• [Exercise goal]:
Reproduce the lines verbatim from the line with "white goat leg, one point per instance." to the line with "588], [1065, 781]]", including both of those lines.

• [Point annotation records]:
● ● ● ● ● ● ●
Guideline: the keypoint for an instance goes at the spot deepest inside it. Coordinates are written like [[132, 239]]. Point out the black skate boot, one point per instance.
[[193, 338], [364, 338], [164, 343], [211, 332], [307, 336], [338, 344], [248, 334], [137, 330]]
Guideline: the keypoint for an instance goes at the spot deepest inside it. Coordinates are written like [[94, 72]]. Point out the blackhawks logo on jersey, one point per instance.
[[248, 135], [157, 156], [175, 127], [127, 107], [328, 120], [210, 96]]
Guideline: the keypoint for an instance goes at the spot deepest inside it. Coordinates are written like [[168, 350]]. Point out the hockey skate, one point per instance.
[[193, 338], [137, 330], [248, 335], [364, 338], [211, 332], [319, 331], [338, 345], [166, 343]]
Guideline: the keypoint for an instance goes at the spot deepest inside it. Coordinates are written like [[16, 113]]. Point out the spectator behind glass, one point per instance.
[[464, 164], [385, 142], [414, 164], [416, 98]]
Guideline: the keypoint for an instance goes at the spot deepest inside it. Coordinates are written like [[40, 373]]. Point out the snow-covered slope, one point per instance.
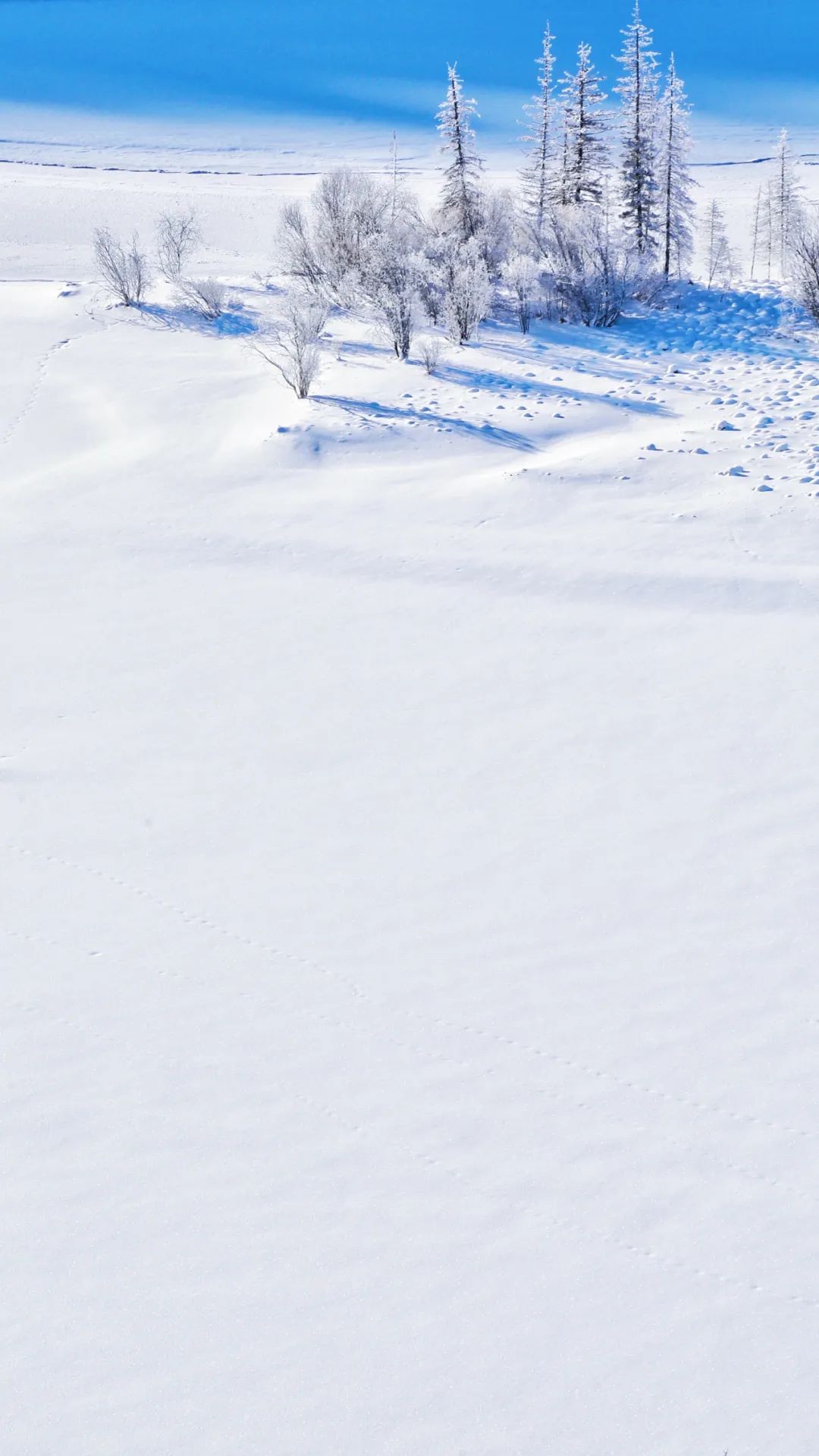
[[410, 906]]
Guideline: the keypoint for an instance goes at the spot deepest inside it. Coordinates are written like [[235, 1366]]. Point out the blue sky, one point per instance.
[[384, 60]]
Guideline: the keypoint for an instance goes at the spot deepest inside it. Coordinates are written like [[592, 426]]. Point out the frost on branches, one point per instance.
[[676, 206], [585, 155], [541, 112], [638, 90], [460, 200]]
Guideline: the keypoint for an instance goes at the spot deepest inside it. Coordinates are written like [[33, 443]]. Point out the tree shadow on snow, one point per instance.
[[538, 389], [180, 318], [444, 424]]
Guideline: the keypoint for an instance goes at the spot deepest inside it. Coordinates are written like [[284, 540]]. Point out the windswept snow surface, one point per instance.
[[410, 842]]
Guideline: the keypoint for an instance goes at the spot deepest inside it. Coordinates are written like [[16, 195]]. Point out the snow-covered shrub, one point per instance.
[[467, 290], [297, 250], [594, 271], [391, 280], [209, 296], [805, 267], [124, 267], [429, 353], [719, 259], [293, 344], [462, 201], [323, 245], [177, 234], [495, 229], [521, 275]]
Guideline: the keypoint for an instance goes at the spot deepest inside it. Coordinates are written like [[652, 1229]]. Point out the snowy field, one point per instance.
[[410, 839]]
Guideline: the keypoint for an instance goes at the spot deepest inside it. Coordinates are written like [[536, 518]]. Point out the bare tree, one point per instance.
[[467, 290], [757, 232], [594, 271], [391, 280], [209, 296], [323, 247], [123, 266], [521, 275], [719, 258], [460, 200], [293, 345], [177, 234], [537, 177], [805, 266]]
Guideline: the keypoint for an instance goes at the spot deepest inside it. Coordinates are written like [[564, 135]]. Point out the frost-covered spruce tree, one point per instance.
[[460, 200], [786, 201], [719, 259], [587, 155], [638, 90], [541, 112], [676, 206]]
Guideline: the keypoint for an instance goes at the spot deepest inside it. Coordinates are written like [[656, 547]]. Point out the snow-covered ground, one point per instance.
[[410, 841]]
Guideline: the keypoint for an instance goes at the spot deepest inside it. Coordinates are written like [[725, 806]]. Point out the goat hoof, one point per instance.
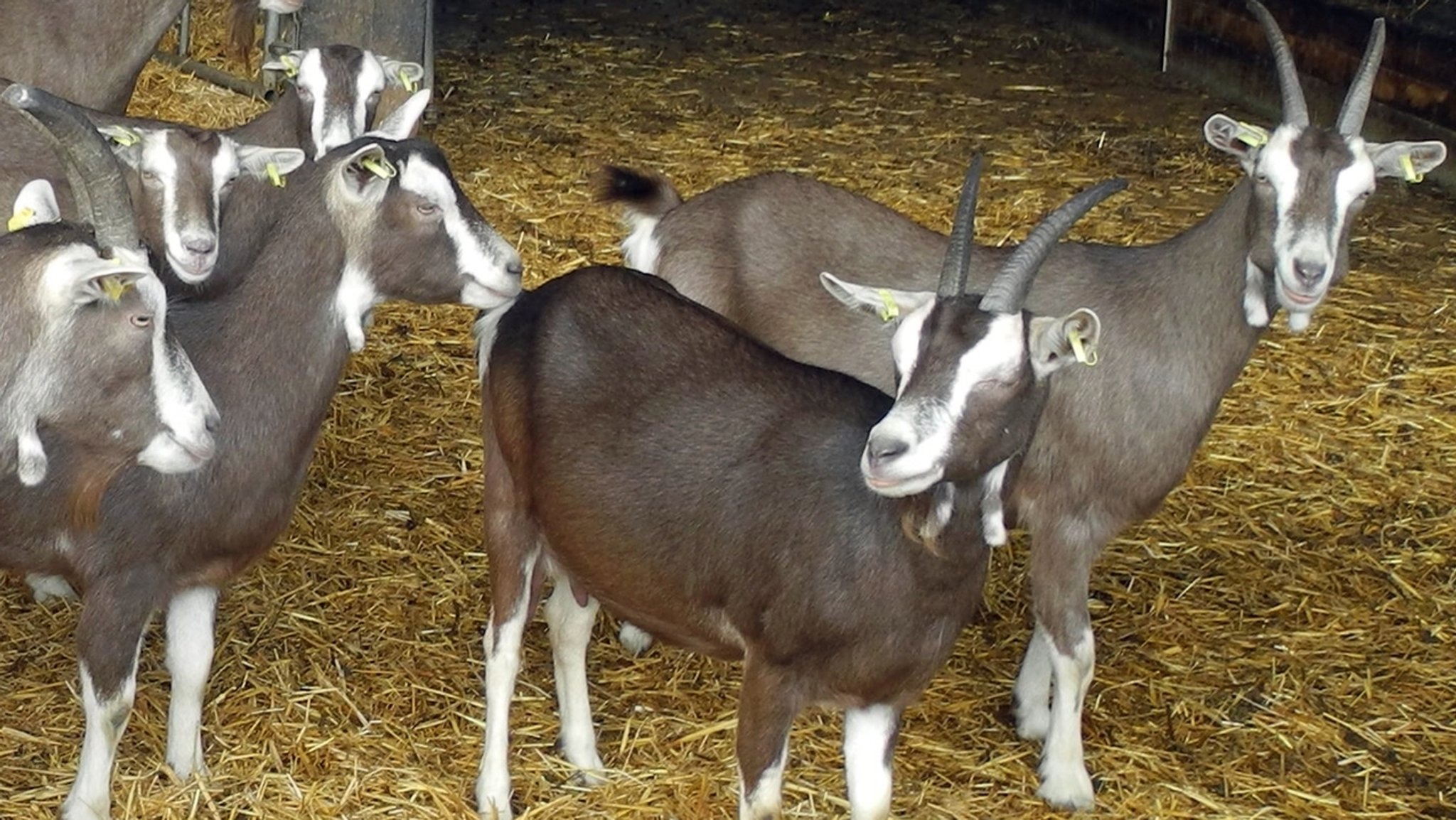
[[587, 779], [496, 810], [1068, 788], [47, 589], [79, 810], [633, 638], [1033, 723]]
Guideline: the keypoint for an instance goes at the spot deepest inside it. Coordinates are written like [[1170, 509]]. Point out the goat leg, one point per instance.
[[765, 713], [569, 627], [869, 742], [191, 618], [112, 624]]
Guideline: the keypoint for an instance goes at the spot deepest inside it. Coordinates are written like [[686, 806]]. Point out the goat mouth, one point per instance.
[[482, 296], [1297, 299], [900, 487], [191, 271]]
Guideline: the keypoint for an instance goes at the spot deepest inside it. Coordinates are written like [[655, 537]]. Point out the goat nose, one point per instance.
[[1310, 273], [886, 448]]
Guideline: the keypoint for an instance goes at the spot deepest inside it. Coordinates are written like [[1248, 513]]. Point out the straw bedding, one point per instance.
[[1276, 642]]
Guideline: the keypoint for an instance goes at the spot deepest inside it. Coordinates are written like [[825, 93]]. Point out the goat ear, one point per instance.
[[104, 283], [887, 303], [402, 75], [34, 204], [1389, 158], [368, 172], [287, 63], [401, 123], [124, 141], [254, 161], [1056, 341], [1233, 137]]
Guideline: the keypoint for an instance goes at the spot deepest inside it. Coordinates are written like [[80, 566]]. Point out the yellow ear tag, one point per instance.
[[1411, 175], [1079, 348], [114, 287], [21, 219], [1251, 136], [379, 166], [889, 309]]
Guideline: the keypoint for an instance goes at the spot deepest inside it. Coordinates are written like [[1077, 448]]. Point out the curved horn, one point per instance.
[[97, 184], [1008, 290], [1292, 97], [957, 266], [1357, 99]]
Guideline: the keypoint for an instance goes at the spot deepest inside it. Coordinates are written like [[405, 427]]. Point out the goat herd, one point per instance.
[[669, 458]]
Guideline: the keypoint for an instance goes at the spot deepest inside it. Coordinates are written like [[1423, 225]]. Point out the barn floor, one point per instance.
[[1276, 642]]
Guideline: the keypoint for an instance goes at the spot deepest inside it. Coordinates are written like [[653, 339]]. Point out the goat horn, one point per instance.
[[1008, 290], [1290, 94], [97, 184], [957, 266], [1351, 114]]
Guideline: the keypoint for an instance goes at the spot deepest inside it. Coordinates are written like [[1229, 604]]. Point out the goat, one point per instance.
[[376, 219], [341, 77], [1110, 446], [646, 453], [332, 99], [77, 48], [83, 345], [179, 178]]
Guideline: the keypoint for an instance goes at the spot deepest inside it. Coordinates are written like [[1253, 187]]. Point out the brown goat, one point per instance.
[[647, 455]]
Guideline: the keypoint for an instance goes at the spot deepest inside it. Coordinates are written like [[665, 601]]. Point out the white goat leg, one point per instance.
[[993, 512], [1033, 692], [869, 736], [569, 635], [503, 663], [190, 660], [766, 799], [105, 721], [48, 588], [1065, 781]]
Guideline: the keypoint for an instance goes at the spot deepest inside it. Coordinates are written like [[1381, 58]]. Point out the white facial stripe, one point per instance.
[[487, 283], [928, 424], [999, 353], [1350, 184], [156, 158], [184, 404], [904, 345], [312, 79], [1279, 166], [369, 83]]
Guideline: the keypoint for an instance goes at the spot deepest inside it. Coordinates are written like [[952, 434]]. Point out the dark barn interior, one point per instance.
[[1278, 641]]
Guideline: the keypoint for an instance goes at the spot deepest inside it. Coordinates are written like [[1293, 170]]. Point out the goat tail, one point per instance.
[[646, 194]]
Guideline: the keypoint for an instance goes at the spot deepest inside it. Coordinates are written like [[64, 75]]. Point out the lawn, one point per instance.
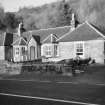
[[93, 74]]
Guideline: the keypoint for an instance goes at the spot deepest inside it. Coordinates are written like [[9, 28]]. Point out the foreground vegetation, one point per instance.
[[54, 15]]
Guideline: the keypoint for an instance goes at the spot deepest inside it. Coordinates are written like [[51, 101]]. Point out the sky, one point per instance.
[[14, 5]]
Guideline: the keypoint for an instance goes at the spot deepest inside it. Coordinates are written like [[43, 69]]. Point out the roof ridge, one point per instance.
[[45, 38], [48, 28], [70, 31], [100, 33]]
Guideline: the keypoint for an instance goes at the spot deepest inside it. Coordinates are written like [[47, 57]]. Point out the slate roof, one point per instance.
[[83, 32], [44, 33], [51, 39], [6, 39], [37, 38], [20, 41]]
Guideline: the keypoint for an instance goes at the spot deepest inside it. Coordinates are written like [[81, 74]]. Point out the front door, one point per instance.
[[32, 53]]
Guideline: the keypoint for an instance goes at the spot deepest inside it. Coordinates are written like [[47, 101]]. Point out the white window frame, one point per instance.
[[56, 50], [17, 50], [48, 50], [78, 46]]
● ● ● ● ● ● ●
• [Solution]:
Guideline: the keypoint for an instance goes at the spot deepest inside it. Coordinates are written like [[665, 601]]. Point out the white goat leg, one point per instance.
[[993, 512], [1033, 692], [869, 736], [569, 635], [503, 663], [190, 660], [766, 799], [105, 721], [48, 588], [1065, 781]]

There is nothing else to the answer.